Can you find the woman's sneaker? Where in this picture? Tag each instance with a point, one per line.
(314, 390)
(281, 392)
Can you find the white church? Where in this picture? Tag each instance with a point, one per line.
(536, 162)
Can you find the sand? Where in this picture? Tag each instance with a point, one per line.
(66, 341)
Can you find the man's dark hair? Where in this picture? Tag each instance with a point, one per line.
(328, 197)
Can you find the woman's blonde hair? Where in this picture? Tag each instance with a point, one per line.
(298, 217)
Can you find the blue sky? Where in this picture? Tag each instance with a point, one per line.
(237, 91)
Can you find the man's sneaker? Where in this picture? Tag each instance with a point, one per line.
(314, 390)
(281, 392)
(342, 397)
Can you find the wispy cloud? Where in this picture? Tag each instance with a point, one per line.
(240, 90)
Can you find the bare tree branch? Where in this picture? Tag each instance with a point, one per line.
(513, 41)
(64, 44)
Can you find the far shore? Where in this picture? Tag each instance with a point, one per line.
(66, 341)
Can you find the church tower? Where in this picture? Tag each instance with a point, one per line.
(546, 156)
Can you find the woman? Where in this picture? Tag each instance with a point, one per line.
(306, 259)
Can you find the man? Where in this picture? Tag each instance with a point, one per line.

====

• _AIM OF THE EXERCISE_
With the line that contains "Can you find the bare" as the starting point, output each line exactly through the end of the listing above.

• _YOUR RESPONSE_
Can you find the bare tree branch? Where in this picture? Tag each instance with a point, one per line.
(513, 41)
(64, 44)
Can you find the far shore? Where in this picture? Tag each instance with a point, one per line.
(66, 341)
Can you find the church tower? Where in this picture? Tag each instance with a point, one per line.
(546, 156)
Can you find the woman? Where in this picture? Tag each instance with a point, one per line.
(306, 259)
Can you find the man? Where in this picture? Tag each instance with a point, one per line.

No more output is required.